[Netarchivesuite-users] Problem with a spider

Soleto Ruiz de Clavijo, Miguel miguel.soleto at externos.bne.es
Mon Sep 20 10:43:22 CEST 2021


Thank you very much, Sara!

De: sara.aubry at bnf.fr <sara.aubry at bnf.fr>
Enviado el: lunes, 20 de septiembre de 2021 10:22
Para: Soleto Ruiz de Clavijo, Miguel <miguel.soleto at externos.bne.es>
CC: Monzón, Fernando <f.monzon at bne.es>; García Arratia, Juan Carlos <juancarlos.garcia at bne.es>; netarchivesuite-users at ml.sbforge.org
Asunto: RE: [Netarchivesuite-users] Problem with a spider

Hi Miguel,

The limit of opened files you have defined on your system is probably too low.
See https://linuxcommand.org/lc3_man_pages/ulimith.html

At BnF, we set it to unlimited for the harvest controllers (and never had any issue).
But you could at least double the number you have set.

* GIVEN PROBLEM A: How many lines of the records contain the string "snail", matching case exactly? Reply with the number alone.
The email thread and the records are unrelated material.

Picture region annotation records
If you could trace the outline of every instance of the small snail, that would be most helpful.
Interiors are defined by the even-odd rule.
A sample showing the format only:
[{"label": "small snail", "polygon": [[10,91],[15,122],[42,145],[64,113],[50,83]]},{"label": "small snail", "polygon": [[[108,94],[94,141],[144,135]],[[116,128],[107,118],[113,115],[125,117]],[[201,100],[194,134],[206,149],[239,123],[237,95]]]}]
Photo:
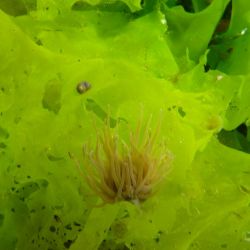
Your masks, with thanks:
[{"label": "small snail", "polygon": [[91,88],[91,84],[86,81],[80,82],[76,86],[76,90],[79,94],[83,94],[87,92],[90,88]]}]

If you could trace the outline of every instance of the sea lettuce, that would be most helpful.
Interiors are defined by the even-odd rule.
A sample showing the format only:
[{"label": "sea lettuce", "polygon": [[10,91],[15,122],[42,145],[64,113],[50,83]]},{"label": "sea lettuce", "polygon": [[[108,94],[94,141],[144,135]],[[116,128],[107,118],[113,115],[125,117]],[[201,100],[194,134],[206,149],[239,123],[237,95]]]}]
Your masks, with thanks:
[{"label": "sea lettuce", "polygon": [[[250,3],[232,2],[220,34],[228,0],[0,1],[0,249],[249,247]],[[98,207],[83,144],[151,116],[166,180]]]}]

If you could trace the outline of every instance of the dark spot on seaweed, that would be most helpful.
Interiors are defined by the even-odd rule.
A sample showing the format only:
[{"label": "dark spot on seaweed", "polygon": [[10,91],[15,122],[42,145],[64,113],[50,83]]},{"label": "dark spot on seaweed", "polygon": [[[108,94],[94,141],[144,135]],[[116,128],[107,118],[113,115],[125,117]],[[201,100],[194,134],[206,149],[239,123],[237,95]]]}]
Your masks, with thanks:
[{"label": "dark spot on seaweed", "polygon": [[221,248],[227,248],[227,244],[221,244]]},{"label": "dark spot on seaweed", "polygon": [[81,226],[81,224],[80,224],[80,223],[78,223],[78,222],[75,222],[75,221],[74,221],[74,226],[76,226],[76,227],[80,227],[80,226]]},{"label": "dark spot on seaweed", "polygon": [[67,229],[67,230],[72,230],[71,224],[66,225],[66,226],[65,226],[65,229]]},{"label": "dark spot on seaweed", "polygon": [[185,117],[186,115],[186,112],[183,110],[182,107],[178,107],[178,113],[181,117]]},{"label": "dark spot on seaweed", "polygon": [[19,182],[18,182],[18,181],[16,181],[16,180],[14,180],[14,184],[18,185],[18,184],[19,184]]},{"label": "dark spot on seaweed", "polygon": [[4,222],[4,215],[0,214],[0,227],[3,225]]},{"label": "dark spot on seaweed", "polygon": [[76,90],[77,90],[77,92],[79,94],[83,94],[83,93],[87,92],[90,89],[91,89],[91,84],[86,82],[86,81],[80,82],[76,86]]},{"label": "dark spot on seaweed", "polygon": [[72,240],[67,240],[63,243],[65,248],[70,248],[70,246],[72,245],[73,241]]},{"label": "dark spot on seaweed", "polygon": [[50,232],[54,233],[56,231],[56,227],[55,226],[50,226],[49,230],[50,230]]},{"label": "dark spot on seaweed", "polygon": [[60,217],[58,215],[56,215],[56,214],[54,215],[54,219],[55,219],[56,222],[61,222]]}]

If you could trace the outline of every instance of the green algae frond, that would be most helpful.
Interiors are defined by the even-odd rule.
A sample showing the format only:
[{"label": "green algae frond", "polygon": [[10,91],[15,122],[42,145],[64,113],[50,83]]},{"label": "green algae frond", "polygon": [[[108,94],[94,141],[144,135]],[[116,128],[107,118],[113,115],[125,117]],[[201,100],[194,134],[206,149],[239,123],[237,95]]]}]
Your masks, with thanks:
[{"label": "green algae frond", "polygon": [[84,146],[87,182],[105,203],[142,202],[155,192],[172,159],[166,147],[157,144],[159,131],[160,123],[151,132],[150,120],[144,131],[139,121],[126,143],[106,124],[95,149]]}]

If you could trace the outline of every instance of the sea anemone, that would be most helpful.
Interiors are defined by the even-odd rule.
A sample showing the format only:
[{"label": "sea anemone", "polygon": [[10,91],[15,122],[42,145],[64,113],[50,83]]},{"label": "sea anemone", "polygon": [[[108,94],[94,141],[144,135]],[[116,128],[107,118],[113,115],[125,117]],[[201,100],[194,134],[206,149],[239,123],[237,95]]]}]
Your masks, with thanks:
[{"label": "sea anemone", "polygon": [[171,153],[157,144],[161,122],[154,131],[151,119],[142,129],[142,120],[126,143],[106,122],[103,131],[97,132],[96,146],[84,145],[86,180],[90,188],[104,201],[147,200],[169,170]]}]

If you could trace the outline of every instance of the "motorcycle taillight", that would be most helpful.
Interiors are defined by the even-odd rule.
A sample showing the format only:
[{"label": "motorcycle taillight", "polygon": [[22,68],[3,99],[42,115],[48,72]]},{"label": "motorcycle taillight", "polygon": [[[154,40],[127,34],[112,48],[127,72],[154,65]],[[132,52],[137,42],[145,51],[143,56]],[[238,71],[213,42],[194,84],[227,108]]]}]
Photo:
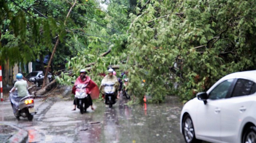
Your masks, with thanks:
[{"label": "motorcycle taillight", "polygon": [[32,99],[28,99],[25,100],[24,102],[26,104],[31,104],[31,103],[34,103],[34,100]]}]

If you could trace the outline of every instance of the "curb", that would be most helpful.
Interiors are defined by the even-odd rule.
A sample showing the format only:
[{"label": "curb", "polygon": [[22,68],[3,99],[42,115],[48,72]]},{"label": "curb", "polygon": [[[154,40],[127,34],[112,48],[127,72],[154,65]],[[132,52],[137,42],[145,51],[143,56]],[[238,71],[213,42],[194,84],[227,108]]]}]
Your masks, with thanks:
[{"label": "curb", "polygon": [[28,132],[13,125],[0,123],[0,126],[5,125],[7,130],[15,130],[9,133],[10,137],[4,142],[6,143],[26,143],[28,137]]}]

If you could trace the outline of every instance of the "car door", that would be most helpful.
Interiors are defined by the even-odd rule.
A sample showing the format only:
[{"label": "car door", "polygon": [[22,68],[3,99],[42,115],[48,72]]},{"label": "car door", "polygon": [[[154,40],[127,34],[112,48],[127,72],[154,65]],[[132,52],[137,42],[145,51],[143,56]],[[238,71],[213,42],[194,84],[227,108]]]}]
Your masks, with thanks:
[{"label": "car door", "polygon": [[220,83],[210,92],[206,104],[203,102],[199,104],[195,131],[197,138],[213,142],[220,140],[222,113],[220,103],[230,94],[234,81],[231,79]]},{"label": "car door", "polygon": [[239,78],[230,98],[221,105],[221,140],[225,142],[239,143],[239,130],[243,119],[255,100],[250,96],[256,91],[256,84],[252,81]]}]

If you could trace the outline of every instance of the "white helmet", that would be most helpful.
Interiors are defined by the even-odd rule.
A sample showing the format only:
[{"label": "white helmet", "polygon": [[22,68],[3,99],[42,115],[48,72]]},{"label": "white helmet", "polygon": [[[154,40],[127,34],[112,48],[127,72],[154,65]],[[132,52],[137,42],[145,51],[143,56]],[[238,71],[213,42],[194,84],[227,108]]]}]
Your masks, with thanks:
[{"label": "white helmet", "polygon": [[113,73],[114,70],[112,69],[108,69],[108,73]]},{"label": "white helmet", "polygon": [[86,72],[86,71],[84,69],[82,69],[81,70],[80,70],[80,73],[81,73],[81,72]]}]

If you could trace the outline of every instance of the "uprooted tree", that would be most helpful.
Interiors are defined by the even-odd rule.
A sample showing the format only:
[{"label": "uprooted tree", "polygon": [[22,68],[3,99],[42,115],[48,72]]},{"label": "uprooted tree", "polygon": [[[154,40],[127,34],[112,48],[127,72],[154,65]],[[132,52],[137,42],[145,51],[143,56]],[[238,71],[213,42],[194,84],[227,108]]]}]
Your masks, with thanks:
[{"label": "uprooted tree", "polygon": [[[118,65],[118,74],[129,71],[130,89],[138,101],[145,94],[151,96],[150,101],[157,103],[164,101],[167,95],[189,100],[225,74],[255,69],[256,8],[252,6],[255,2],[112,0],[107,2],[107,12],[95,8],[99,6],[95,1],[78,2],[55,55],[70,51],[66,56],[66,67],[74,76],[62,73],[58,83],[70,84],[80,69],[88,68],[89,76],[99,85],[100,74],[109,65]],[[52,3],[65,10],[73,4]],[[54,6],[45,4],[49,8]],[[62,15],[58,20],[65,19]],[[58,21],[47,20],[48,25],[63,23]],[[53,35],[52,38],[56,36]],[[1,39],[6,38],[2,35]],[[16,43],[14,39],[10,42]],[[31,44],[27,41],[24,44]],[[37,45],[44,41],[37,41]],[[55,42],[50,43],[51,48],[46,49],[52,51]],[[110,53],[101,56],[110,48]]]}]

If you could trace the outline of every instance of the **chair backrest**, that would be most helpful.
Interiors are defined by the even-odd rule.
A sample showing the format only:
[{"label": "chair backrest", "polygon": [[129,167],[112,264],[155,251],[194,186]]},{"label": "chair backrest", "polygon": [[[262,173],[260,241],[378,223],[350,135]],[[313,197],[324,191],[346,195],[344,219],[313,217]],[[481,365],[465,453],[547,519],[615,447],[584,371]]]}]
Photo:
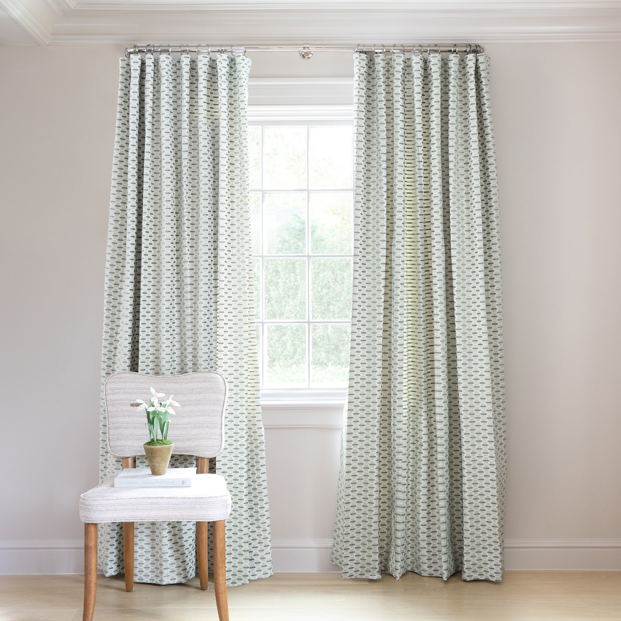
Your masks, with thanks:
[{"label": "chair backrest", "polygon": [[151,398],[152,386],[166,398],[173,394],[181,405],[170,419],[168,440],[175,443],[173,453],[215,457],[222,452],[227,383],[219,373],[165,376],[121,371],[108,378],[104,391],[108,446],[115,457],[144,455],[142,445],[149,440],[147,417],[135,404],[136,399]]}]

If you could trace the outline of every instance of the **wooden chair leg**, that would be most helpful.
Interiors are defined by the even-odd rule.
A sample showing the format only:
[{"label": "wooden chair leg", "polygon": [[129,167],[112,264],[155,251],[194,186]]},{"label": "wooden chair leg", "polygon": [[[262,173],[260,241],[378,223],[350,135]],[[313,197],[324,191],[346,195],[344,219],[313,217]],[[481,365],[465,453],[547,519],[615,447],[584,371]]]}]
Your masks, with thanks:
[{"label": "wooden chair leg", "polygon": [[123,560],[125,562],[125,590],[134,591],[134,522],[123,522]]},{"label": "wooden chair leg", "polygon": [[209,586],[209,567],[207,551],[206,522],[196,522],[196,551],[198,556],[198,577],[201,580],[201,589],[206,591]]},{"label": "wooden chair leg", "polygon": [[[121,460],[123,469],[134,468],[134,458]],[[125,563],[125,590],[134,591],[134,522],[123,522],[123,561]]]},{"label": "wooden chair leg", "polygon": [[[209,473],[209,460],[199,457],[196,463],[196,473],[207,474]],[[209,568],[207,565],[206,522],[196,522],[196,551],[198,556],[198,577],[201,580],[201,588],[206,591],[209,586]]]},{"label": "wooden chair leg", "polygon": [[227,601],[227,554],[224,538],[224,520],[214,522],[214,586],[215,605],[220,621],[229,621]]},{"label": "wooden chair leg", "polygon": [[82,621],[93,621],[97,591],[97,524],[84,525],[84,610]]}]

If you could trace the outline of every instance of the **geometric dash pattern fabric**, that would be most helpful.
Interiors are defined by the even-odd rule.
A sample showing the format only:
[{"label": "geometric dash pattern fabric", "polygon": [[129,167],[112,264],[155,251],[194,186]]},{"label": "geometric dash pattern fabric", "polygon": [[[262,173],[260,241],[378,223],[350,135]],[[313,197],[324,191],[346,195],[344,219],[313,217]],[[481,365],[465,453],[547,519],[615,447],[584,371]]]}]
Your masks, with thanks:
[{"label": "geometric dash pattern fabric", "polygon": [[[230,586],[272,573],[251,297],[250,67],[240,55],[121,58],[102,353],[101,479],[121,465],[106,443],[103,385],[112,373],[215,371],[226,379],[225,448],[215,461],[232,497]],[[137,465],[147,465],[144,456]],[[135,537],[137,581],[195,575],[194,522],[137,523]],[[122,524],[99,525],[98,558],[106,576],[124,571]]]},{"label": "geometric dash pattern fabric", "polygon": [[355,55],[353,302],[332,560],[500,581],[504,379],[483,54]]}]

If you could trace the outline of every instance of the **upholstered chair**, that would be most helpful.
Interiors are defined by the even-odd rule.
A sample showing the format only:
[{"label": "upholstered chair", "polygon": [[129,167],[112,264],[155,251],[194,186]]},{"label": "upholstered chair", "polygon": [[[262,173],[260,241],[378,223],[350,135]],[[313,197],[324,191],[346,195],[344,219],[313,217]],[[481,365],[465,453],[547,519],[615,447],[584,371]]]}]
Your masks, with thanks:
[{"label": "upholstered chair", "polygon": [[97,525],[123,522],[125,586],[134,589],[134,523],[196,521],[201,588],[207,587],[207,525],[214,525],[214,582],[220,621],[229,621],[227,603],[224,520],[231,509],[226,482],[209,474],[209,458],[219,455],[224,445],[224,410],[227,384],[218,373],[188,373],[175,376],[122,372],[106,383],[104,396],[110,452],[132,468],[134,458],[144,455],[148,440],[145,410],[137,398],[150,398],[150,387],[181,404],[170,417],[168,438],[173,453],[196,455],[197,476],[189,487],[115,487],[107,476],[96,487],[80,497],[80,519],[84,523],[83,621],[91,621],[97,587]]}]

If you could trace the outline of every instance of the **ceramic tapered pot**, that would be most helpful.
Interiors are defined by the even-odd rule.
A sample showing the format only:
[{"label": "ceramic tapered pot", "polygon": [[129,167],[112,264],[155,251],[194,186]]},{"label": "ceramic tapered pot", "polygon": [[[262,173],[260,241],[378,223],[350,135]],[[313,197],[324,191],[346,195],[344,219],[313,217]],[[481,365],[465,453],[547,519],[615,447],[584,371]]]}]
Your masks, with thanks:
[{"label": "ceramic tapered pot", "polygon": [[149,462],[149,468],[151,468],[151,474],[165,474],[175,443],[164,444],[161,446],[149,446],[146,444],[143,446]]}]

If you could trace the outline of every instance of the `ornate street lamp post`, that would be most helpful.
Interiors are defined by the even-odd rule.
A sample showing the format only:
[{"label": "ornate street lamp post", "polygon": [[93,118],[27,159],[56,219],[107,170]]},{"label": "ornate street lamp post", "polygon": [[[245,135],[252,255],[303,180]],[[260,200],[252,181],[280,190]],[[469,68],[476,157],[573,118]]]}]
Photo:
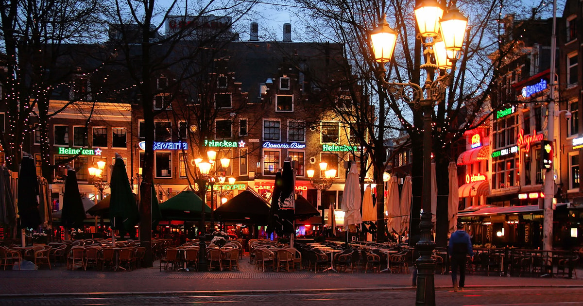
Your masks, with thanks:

* GIVEN PROBLEM B: Which distinct email addresses appear in the email thread?

* FULL ANSWER A: 3

* FULL ANSWER B:
miguel.soleto at externos.bne.es
sara.aubry at bnf.fr
f.monzon at bne.es
juancarlos.garcia at bne.es
netarchivesuite-users at ml.sbforge.org